__Problem description__.
Copy out the data below verbatim.

======== Dataset records

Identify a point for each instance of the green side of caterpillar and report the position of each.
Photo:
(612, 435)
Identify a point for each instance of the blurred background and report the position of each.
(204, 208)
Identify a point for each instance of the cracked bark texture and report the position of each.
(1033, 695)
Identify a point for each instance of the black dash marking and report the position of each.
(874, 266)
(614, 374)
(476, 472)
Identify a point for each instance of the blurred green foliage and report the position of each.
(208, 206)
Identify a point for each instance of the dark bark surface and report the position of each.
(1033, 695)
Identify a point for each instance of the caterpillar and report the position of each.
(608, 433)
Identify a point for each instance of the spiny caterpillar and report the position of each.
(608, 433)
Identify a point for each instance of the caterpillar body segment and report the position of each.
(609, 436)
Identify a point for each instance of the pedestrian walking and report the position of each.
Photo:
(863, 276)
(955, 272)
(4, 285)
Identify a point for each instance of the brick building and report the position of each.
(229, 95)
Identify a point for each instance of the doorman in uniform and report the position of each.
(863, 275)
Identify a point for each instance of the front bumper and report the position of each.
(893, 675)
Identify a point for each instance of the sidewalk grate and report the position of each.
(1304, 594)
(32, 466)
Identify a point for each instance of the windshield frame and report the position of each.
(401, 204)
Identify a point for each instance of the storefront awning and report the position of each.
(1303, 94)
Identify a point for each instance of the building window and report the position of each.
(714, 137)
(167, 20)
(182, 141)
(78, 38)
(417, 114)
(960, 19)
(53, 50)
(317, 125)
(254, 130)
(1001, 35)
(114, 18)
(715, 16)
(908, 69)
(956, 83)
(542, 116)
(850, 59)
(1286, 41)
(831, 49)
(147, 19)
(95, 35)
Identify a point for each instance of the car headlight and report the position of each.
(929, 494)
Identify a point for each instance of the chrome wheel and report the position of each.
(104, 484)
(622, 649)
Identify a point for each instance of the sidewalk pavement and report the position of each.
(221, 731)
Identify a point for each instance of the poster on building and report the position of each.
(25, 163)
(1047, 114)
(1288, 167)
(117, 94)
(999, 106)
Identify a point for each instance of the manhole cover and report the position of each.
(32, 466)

================

__Result of the task__.
Identify a point for each instance of the green side of caterpillar and report the position of each.
Photo:
(612, 435)
Identify a point for each instance of the blurred background and report the position of each.
(204, 208)
Identify a point for each instance of the cracked bark texture and report the position of each.
(1033, 695)
Identify a point for each instance of the black dash marking and report the position of each.
(874, 266)
(614, 374)
(476, 472)
Identify a point for each instance of the blurred green foliage and report the position of each.
(208, 206)
Identify a point for each instance of the dark bark surface and report the position of each.
(1033, 695)
Identify a point for each instance of the caterpillar and report the position of each.
(608, 433)
Identify a point for each instance of the spiny caterpillar and report the position of each.
(608, 433)
Identify a point for each instance of the caterpillar body segment and report the position of each.
(609, 436)
Identify a point for each instance of the pedestrian walking and report the position of each.
Photo:
(863, 276)
(955, 272)
(4, 285)
Identify a point for each instance of the brick building and report the position of each.
(229, 95)
Identify a point for each instance of the doorman in uniform and report the position of each.
(863, 275)
Identify a point for each instance of the front bumper and report the position of each.
(893, 675)
Identify a point for each instance of the sidewalk grate and report the position of each.
(1304, 594)
(32, 466)
Identify a point for each instance of the windshield frame and report the position of each.
(401, 204)
Identify a point for each instance of the storefront awning and report the position of each.
(1303, 94)
Identify a point for each instance of the building window and report the position of each.
(714, 137)
(167, 20)
(182, 141)
(78, 38)
(417, 114)
(960, 19)
(53, 50)
(317, 125)
(254, 130)
(1001, 35)
(114, 18)
(715, 16)
(908, 69)
(956, 83)
(542, 116)
(850, 59)
(1286, 41)
(831, 49)
(147, 19)
(95, 35)
Identify a point for each instance of the car headlight and report the position of each.
(929, 494)
Identify a point for each instance of the chrome wheel and report the position of each.
(104, 484)
(622, 649)
Identify a point for each instance of the sidewalk pavement and report the position of each.
(221, 731)
Identify a point for each instance of the poster on building and report the position of each.
(25, 163)
(1047, 114)
(1288, 167)
(117, 94)
(999, 106)
Identify a point for each instance of the manhole cover and report the position of each.
(32, 466)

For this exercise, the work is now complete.